• Records shown
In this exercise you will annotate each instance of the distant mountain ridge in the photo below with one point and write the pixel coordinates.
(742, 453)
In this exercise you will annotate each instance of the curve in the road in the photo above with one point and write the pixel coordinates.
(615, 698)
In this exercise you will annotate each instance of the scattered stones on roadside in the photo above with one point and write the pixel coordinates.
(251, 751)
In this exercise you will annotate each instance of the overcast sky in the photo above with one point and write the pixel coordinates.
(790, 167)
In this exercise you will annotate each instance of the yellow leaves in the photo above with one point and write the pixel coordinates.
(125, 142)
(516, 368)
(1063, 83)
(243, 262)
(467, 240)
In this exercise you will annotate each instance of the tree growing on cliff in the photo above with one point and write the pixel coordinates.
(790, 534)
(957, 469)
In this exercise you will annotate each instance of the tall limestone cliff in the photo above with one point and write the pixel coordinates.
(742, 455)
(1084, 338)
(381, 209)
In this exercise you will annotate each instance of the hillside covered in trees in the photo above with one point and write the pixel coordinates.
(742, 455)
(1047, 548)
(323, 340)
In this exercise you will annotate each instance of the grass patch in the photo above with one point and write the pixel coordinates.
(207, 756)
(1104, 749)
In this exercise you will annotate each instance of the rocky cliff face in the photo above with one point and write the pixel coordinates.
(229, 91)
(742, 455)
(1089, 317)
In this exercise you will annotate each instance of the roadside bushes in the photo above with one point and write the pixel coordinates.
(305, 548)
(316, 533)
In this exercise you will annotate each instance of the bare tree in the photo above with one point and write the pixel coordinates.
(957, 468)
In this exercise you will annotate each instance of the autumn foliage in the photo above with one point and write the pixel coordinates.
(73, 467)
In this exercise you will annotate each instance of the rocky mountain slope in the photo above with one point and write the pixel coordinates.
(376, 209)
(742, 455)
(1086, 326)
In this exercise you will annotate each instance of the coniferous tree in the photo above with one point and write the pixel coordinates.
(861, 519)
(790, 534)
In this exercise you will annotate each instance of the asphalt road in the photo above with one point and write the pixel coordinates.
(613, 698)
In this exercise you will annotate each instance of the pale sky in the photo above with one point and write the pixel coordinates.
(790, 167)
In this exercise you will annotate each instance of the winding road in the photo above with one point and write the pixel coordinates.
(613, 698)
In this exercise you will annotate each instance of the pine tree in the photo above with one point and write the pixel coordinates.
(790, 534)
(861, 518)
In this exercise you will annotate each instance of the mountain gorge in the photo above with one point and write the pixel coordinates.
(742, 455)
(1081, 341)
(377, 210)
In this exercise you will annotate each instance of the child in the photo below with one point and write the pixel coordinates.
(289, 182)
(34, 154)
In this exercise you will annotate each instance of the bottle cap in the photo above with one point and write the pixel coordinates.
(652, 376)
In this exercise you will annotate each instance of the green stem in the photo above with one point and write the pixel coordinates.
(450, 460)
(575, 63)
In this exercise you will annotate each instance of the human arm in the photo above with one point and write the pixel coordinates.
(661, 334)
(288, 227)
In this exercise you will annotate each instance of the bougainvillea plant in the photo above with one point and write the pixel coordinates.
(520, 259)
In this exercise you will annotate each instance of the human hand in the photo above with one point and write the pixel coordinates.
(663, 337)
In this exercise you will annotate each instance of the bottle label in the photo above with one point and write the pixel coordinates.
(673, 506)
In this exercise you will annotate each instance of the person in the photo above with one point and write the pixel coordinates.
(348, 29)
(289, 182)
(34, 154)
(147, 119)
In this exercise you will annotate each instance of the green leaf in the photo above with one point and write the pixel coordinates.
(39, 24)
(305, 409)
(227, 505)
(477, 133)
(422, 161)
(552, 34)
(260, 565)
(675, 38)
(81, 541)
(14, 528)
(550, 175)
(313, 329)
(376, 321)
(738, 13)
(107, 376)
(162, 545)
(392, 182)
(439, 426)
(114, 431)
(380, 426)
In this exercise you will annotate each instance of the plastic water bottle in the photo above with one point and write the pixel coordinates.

• Given task
Repeat every record above word for word, in the same order, from first to last.

• Reply
In this exercise you will annotate each instance of the distant mountain ridge in the photo below with one point and write the pixel coordinates.
(742, 453)
In this exercise you will annotate each instance of the curve in the road in the photo above with one point and write the pixel coordinates.
(615, 698)
In this exercise you will annotate each instance of the scattered stones on roadside in the photo above with one point and write the pixel coordinates.
(251, 751)
In this exercise you will annotate each instance of the overcast sky in the photo above with one point and write the pixel coordinates.
(790, 167)
In this exercise you will annotate each instance of the yellow leaves in the photo above with one point and write the pixel coordinates.
(125, 142)
(516, 368)
(1063, 83)
(243, 262)
(467, 240)
In this exercise you will annotate each instance of the tree growing on cliff in the photo above with one point and write the pixel coordinates.
(790, 534)
(957, 469)
In this exercise you will annotate each instance of the tall limestone cliff in the photo above with one point and write the pixel coordinates.
(742, 455)
(1084, 338)
(381, 209)
In this exercise you will annotate each instance of the hillside covered in trees in the photo above with one point and write the pixel coordinates.
(742, 455)
(1047, 548)
(323, 340)
In this exercise you will annotate each instance of the grass patch in the photo above with one point and write the pixel coordinates.
(207, 756)
(1104, 749)
In this exercise you will annotate each instance of the rocky cliff face in the photo above with one point and write the pixel coordinates.
(229, 91)
(742, 455)
(1089, 317)
In this exercise you will annotate each instance of the roadside bushes in the photo above with one point and write the pixel coordinates.
(305, 548)
(316, 533)
In this exercise you will annotate each instance of the bare tree in the photo above with one point and write the pixel coordinates.
(957, 468)
In this exercise you will annotate each instance of the autumn foliage in the photo above with one point and write the pixel coordinates.
(73, 467)
In this exercise you will annotate each instance of the rocky mountain slope in the photo above with one point and write the pixel coordinates.
(376, 209)
(742, 455)
(1086, 326)
In this exercise you will annotate each instance of the coniferous tree in the photo above with one point and write the pixel coordinates.
(861, 519)
(790, 534)
In this exercise you will annotate each instance of the asphalt road in the photo above with one point and write the pixel coordinates.
(613, 698)
In this exercise you will annotate each instance of the pale sky in the photo above with one point and write the pixel coordinates.
(790, 167)
In this exercise you will annotate each instance of the winding road in the photo above with one point and write the pixel coordinates.
(613, 698)
In this exercise you will annotate each instance of the pine tree in the photo above with one point and write the pixel coordinates.
(790, 534)
(861, 518)
In this exercise you will annotate each instance of the mountain gorge in the photo above with one point and write the pixel coordinates.
(742, 455)
(1081, 341)
(377, 210)
In this exercise you will annotate each instance of the child in the photo below with one point and write the pixel coordinates.
(289, 182)
(34, 154)
In this exercise you will annotate each instance of the bottle cap in the photo above with one point and write the pixel coordinates.
(652, 376)
In this exercise you will annotate each instance of the green stem in the photo above with one point and write the pixel coordinates.
(450, 460)
(575, 63)
In this exercise you will annotate each instance of the human arm in the photo above with one point and write the pixel coordinates.
(661, 334)
(288, 227)
In this exercise you will annotate each instance of the bougainvillea plant in the photo above with one point and write the pixel coordinates.
(520, 259)
In this exercise you will annotate each instance of the human hand in the photo above with one point and write the pixel coordinates.
(663, 337)
In this exercise you will annotate each instance of the bottle label in the photo above with one point and write the pixel coordinates.
(673, 506)
In this exercise you will annotate each instance of the person in the photo above with one point and write the pixel coordinates.
(348, 29)
(289, 182)
(34, 154)
(147, 119)
In this exercise you will annotate each instance of the green leaf in the photo above with one point and write the pixel coordinates.
(39, 24)
(305, 409)
(227, 505)
(477, 133)
(422, 161)
(552, 34)
(260, 565)
(675, 38)
(81, 541)
(14, 528)
(550, 175)
(313, 329)
(376, 321)
(738, 13)
(107, 376)
(162, 545)
(392, 182)
(439, 426)
(114, 431)
(380, 426)
In this exercise you will annotate each instance of the plastic water bottle in the photo above with one point and write the pixel coordinates.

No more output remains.